══ Selected passage ══

This year's Administration request for appropriations for
other World Bank and IDB developing countries' programs which
impact Latin America total $76 million; $16 million is for the
Multilateral Investment Guarantee Agency that provides
investment insurance against noncommercial risk for private
insurers and the major users of that program happen to be U.S.
companies operating in Latin America; $34 million for IDB's
Inter-American Investment Corporation, which provides long-term
loans and equity investments in small- and medium-size
enterprises, primarily in smaller and poor countries; and, for
$25 million for IDB's Multilateral Investment Fund, which
focuses on catalyzing investment reforms through grants for
technical cooperation, human resource development, and small
enterprise development as well as micro finance institutions.
In each case, I would note the amounts that are going
through the budget process and actions in the House and Senate
Committees are substantially lower than the requests that are
before those Committees.

═══
══ Data provided ══

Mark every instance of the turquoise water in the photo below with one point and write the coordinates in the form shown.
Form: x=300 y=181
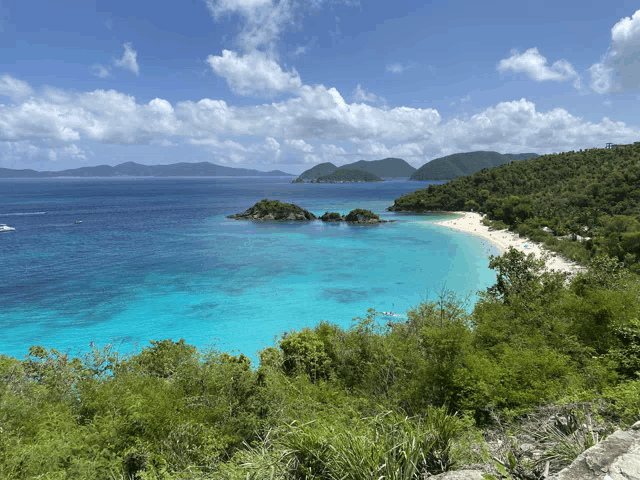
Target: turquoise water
x=157 y=258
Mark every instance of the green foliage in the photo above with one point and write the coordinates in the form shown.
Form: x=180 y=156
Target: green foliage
x=595 y=194
x=277 y=209
x=358 y=213
x=459 y=164
x=374 y=400
x=387 y=167
x=342 y=175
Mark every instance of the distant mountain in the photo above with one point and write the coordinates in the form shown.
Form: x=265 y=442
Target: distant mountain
x=182 y=169
x=462 y=164
x=387 y=167
x=348 y=176
x=318 y=171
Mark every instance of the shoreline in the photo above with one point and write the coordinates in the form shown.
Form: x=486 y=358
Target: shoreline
x=470 y=222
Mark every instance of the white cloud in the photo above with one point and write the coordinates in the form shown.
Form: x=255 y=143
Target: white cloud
x=99 y=70
x=619 y=69
x=163 y=142
x=14 y=88
x=398 y=67
x=301 y=50
x=601 y=78
x=72 y=151
x=128 y=59
x=299 y=144
x=315 y=115
x=360 y=95
x=535 y=66
x=264 y=20
x=253 y=73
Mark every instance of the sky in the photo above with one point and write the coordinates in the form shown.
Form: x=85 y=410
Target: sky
x=288 y=84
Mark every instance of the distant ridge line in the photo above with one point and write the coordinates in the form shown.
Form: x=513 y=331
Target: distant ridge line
x=132 y=169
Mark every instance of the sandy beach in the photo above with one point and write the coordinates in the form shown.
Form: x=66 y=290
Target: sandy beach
x=503 y=239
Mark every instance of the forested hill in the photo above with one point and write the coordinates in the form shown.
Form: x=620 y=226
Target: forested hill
x=318 y=171
x=593 y=193
x=348 y=176
x=387 y=167
x=460 y=164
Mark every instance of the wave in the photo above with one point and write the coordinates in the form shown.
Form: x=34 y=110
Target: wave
x=25 y=213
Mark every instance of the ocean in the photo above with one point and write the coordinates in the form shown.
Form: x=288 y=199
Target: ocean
x=156 y=258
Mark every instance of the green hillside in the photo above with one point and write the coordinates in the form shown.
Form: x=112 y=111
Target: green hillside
x=341 y=175
x=318 y=171
x=387 y=167
x=593 y=193
x=460 y=164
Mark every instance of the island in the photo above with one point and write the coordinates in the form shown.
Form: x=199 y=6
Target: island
x=461 y=164
x=332 y=217
x=359 y=216
x=132 y=169
x=385 y=168
x=275 y=210
x=348 y=176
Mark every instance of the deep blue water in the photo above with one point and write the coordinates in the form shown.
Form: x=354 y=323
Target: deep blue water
x=156 y=258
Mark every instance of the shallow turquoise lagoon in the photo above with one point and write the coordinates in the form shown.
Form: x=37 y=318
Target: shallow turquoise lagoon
x=157 y=259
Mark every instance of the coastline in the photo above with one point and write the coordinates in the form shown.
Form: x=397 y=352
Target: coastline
x=470 y=222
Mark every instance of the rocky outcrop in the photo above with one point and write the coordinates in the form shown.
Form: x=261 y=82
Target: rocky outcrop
x=332 y=217
x=360 y=216
x=275 y=210
x=615 y=458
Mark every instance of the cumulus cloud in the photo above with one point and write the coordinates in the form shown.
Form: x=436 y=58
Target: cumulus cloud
x=253 y=73
x=535 y=66
x=360 y=95
x=99 y=70
x=619 y=69
x=72 y=151
x=316 y=123
x=14 y=88
x=129 y=59
x=163 y=142
x=398 y=67
x=299 y=144
x=263 y=20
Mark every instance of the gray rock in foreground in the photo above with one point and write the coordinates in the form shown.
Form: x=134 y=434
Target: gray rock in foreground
x=615 y=458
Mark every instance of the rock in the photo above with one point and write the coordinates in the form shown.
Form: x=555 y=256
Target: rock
x=615 y=458
x=459 y=475
x=332 y=217
x=275 y=210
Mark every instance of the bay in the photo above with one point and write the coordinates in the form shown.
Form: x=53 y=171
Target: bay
x=156 y=258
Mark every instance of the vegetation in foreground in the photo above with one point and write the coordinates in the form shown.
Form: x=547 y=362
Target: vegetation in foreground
x=393 y=400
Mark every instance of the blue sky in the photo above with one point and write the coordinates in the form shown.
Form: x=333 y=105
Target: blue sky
x=287 y=84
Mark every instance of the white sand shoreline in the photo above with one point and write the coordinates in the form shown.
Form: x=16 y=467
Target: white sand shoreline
x=471 y=223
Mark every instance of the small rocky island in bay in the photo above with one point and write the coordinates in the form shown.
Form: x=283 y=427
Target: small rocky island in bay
x=359 y=216
x=275 y=210
x=348 y=176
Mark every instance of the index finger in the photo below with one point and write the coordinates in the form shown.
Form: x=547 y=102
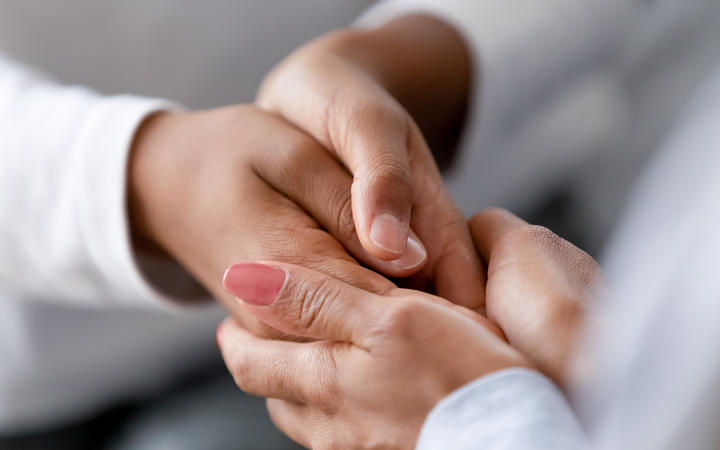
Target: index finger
x=489 y=226
x=304 y=302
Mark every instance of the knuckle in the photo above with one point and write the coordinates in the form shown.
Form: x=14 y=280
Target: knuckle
x=312 y=296
x=323 y=390
x=402 y=319
x=240 y=369
x=291 y=155
x=386 y=168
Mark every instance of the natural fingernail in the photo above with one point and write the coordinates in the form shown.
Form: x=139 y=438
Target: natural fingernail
x=415 y=255
x=387 y=233
x=254 y=283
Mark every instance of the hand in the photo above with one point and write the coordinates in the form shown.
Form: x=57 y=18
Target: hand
x=214 y=187
x=538 y=287
x=381 y=363
x=352 y=93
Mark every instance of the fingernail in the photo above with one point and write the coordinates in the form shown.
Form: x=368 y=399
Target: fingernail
x=386 y=232
x=415 y=254
x=254 y=283
x=219 y=333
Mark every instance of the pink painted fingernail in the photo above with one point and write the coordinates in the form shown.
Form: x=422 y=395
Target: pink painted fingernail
x=254 y=283
x=387 y=233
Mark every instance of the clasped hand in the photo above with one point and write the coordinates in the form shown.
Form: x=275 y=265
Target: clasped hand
x=330 y=182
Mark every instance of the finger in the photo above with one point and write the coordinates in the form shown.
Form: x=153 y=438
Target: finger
x=306 y=173
x=278 y=369
x=489 y=226
x=304 y=302
x=367 y=129
x=293 y=419
x=453 y=263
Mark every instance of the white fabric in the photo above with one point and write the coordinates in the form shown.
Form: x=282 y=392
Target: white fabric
x=648 y=375
x=507 y=410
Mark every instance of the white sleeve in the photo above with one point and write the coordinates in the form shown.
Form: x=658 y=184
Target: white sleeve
x=508 y=410
x=64 y=234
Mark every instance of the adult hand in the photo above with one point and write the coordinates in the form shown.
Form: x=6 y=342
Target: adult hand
x=379 y=366
x=353 y=93
x=214 y=187
x=538 y=287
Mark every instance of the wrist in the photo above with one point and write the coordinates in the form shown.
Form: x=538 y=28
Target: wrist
x=144 y=181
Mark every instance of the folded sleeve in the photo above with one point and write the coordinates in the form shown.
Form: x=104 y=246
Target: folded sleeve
x=64 y=230
x=508 y=410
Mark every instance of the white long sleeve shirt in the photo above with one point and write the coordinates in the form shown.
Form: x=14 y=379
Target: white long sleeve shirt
x=80 y=327
x=650 y=369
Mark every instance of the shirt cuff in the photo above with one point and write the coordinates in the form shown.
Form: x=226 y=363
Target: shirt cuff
x=104 y=145
x=510 y=409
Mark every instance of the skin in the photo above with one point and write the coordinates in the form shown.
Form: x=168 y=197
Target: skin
x=301 y=180
x=381 y=361
x=372 y=109
x=539 y=288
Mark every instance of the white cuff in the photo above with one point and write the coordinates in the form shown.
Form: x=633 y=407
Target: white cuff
x=510 y=409
x=103 y=145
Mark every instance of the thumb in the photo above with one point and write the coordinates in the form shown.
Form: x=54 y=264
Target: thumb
x=301 y=301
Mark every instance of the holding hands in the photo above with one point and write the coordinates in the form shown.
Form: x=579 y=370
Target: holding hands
x=380 y=362
x=331 y=174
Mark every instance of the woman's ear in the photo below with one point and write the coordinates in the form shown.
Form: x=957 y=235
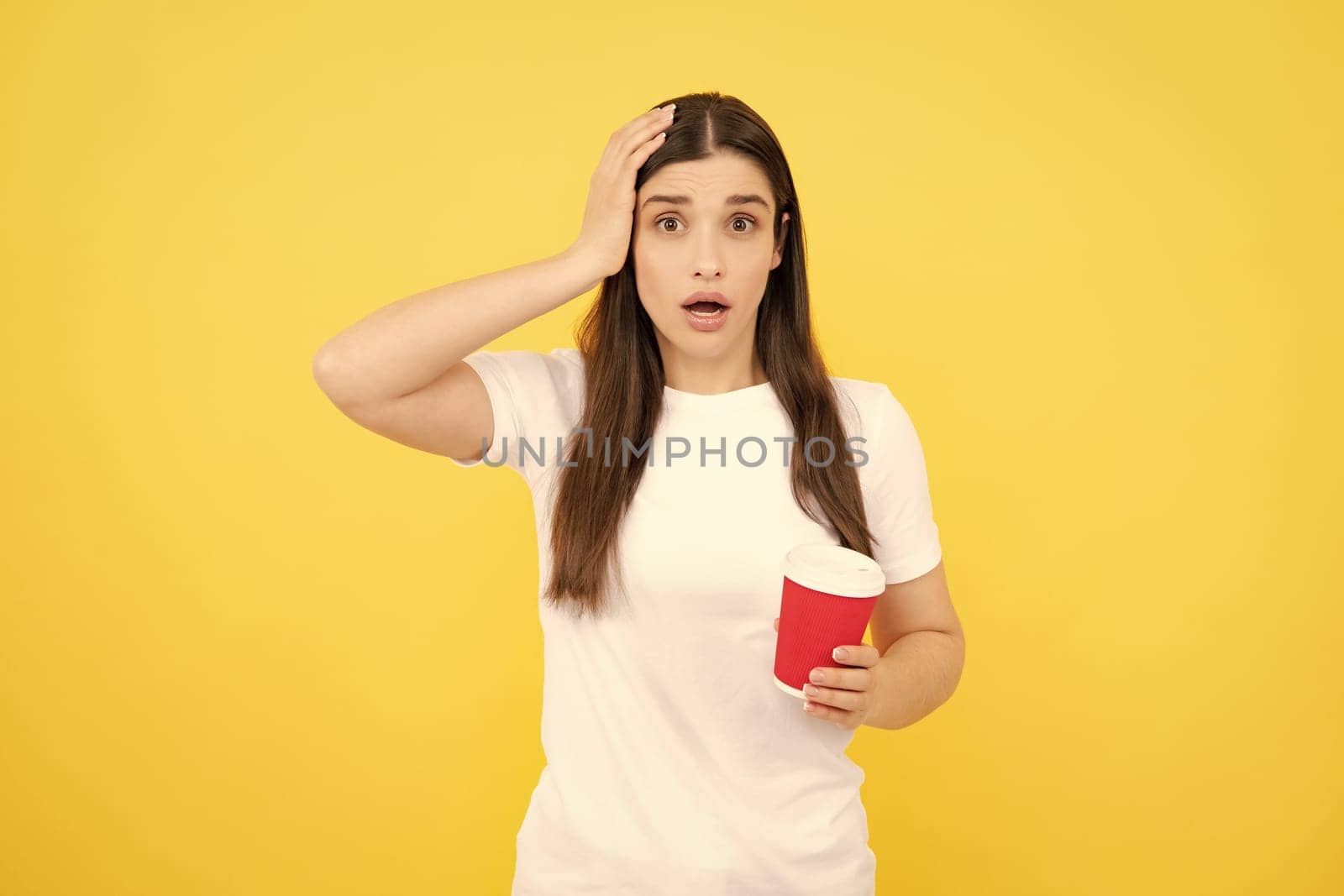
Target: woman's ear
x=779 y=248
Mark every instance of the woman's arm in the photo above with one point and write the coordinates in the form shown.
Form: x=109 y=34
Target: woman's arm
x=400 y=371
x=405 y=345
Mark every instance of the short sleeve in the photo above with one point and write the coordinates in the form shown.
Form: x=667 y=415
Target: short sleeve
x=533 y=399
x=897 y=496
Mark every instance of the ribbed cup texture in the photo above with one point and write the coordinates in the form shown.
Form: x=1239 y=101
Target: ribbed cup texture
x=812 y=624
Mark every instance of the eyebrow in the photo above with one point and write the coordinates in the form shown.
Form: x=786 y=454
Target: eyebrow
x=736 y=199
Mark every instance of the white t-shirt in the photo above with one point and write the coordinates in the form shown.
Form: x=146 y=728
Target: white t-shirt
x=675 y=765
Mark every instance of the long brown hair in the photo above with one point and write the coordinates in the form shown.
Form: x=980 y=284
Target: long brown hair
x=625 y=379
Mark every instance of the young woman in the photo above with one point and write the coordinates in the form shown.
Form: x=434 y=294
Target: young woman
x=674 y=458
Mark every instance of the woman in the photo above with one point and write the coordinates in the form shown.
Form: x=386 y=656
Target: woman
x=663 y=456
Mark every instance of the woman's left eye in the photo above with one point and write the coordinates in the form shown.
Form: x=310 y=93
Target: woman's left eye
x=743 y=217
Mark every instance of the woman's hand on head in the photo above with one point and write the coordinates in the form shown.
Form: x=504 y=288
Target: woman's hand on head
x=609 y=217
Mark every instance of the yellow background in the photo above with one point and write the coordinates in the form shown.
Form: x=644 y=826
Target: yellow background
x=250 y=647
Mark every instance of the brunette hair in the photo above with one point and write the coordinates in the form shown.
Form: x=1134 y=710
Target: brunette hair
x=624 y=374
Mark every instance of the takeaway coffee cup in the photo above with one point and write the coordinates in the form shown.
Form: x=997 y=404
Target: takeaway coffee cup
x=828 y=597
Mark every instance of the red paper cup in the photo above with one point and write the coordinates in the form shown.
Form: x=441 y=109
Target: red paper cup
x=828 y=597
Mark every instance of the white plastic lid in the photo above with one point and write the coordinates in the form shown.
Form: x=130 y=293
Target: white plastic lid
x=835 y=570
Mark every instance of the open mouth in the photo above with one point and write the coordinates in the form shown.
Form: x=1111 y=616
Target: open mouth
x=705 y=309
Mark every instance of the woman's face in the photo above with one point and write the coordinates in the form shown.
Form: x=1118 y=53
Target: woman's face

═══

__Objectives__:
1) Starting with the row that contains "Mark every instance of the clasped" and going on through the row that contains "x=301 y=301", write out those rows again, requests included. Multiply each coordinate in the answers by 1.75 and round to a whole number, with halves rounded up.
2) Proceed with the passage on appropriations for development programs affecting Latin America, picking up after its last sentence.
The rows are unrelated to the passage on appropriations.

__Results by task__:
1)
Mark every instance of the clasped hand in the photo above with one point and write the coordinates in the form shown.
Form: x=275 y=265
Target: clasped hand
x=578 y=319
Mark every instance of the finger in the photo above with one point and write the coordinates in the form shown.
Form: x=153 y=438
Target: finger
x=536 y=303
x=487 y=646
x=856 y=396
x=532 y=529
x=642 y=226
x=513 y=733
x=793 y=460
Mark every instance of the white fabric in the photo above with one point and write the coordinates in the form shown.
Form: x=282 y=392
Target: white fabric
x=1134 y=656
x=887 y=718
Mark every instance of the white sleeve in the photo above with one point and write the coordinates in the form shown.
Form: x=658 y=184
Target: white sleeve
x=889 y=718
x=112 y=410
Mark every instance of the adult hand in the photo above with one point and write the coordinates in the form shown.
Form: x=6 y=342
Target: adult hand
x=663 y=641
x=618 y=163
x=375 y=327
x=942 y=502
Mark every instance of the wrist in the photo above with one point and write the coordinates in the form shown.
Form: x=538 y=28
Target: wrist
x=252 y=317
Mark every instance of the folded sleeve in the photo above with one point and write the coordinates in the form shown.
Form: x=104 y=246
Target: folded sleeve
x=112 y=403
x=889 y=718
Mark every instance of the white long sleeve shirt in the photo above with one point and write the coordinates in the form shown.
Form: x=14 y=379
Target: white long sleeve shirt
x=140 y=572
x=1138 y=646
Mark every instance of the shirt cuff in the photo above with one point and write the coordinates in the form shown.
Form: x=226 y=363
Target: shirt cuff
x=182 y=254
x=893 y=716
Mark every instance of the skin in the photo above with one point and write the coordinates in the form shown.
Form: x=168 y=197
Target: skin
x=527 y=315
x=667 y=632
x=651 y=191
x=943 y=504
Mark every instance of the white cuff in the photo above with one point and write the coordinates in the form shown.
Form: x=633 y=407
Target: white cuff
x=893 y=716
x=180 y=254
Mark every instance of the thumb in the photo above with one point and write the coordinates in the form shown.
Form: x=54 y=264
Target: thumb
x=527 y=527

2)
Like all institutions, the Bank and the IDB can both be
improved and their capacity can be strengthened to respond
quickly and creatively to evolving requirements of their
membership. The Administration has worked hard with the members
of the World Bank and the IDB and with their managements to
promote reforms that improve their development effectiveness.
We have been successful in achieving significant changes in
many areas: more transparency and accountability in the
institutions and their operations; increased attention to
poverty reduction, greater attention to lending effectiveness
and project quality, more focus on governance and
anticorruption, increased attention to environmental
sustainability and core labor standards. The reform program
continues.
In concluding, Mr. Chairman, I would like to reemphasize
that the Treasury Department remains committed to working hard
with the management and members of the World Bank and the IDB
and with the Congress to ensure the institutions are able to
work effectively in supporting borrowing governments that are
committed to sound economic management and reform. The
challenge of reenergizing efforts to combat poverty in Latin
America is a complex one and multidimensional. In a good policy
environment, economic assistance--multilateral and bilateral--
can and does make a significant difference in spurring growth
and reducing poverty. We will work closely with the Congress to
maintain a selective and well-targeted program in this area.
Thank you for your consideration, and I would submit my
written statement for the record.
Mr. Gallegly. [Presiding.] Without objection, it will be
made a part of the record in its entirety.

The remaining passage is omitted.